### 課題
以下の資料のすべての行を、空行を除いて番号付きリストに並べてください。

### 課題の資料
• • • •

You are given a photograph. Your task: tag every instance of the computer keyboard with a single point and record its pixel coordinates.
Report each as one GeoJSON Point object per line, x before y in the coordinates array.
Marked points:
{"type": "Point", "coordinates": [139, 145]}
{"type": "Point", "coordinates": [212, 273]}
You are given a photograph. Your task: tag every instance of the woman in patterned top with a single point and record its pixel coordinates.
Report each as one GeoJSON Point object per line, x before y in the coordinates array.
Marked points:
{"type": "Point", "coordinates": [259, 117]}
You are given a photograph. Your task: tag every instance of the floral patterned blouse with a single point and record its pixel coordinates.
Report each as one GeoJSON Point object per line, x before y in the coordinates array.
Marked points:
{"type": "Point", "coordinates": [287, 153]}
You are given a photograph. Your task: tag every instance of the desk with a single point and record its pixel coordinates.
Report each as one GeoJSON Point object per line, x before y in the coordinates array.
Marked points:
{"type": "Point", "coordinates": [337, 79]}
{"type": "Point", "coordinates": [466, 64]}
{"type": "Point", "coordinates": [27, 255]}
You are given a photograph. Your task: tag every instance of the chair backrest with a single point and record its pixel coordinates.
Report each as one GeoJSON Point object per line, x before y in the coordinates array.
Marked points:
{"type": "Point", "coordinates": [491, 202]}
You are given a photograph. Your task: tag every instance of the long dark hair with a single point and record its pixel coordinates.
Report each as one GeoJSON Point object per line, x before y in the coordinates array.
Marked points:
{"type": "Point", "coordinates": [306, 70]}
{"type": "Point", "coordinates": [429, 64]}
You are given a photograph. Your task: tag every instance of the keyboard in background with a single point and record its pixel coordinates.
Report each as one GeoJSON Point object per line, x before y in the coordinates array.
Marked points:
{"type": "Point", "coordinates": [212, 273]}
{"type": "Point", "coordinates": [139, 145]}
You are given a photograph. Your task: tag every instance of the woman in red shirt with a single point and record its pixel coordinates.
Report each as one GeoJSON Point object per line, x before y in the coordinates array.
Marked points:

• • • •

### 記述回答
1. You are given a photograph. Your task: tag every instance of the computer keyboard with a single point and record its pixel coordinates.
2. Report each as one GeoJSON Point object per line, x before y in the coordinates array.
3. Marked points:
4. {"type": "Point", "coordinates": [139, 145]}
5. {"type": "Point", "coordinates": [212, 273]}
6. You are given a photograph. Your task: tag every instance of the woman in patterned top with a single point and record its pixel coordinates.
7. Report each as one GeoJSON Point object per line, x before y in the coordinates array.
8. Marked points:
9. {"type": "Point", "coordinates": [259, 117]}
10. You are given a photograph. Your task: tag every instance of the floral patterned blouse with a single point and record its pixel coordinates.
11. Report each as one GeoJSON Point object per line, x before y in the coordinates array.
12. Marked points:
13. {"type": "Point", "coordinates": [287, 153]}
14. You are given a photograph. Your task: tag every instance of the desk with a single point and record its pixel coordinates.
15. Report each as one GeoJSON Point object per line, x before y in the coordinates array.
16. Marked points:
17. {"type": "Point", "coordinates": [337, 79]}
18. {"type": "Point", "coordinates": [466, 64]}
19. {"type": "Point", "coordinates": [27, 255]}
20. You are given a photograph. Your task: tag every instance of the chair backrest with a single point and record its pixel coordinates.
21. Report each as one GeoJSON Point object per line, x before y in the coordinates array.
22. Marked points:
23. {"type": "Point", "coordinates": [491, 202]}
24. You are given a photograph. Your task: tag every instance of the long dark hair with a single point and record its pixel coordinates.
25. Report each as one GeoJSON Point object per line, x before y in the coordinates array.
26. Marked points:
27. {"type": "Point", "coordinates": [306, 70]}
28. {"type": "Point", "coordinates": [429, 64]}
29. You are given a photograph. Your task: tag every instance of the keyboard in background with a single point and record its pixel coordinates.
30. Report each as one GeoJSON Point object per line, x before y in the coordinates array.
31. Marked points:
32. {"type": "Point", "coordinates": [212, 273]}
33. {"type": "Point", "coordinates": [139, 145]}
34. You are given a photograph. Your task: tag every instance of the woman in red shirt with a single point and record its pixel coordinates.
35. Report each as one GeoJSON Point object per line, x before y in the coordinates array.
36. Marked points:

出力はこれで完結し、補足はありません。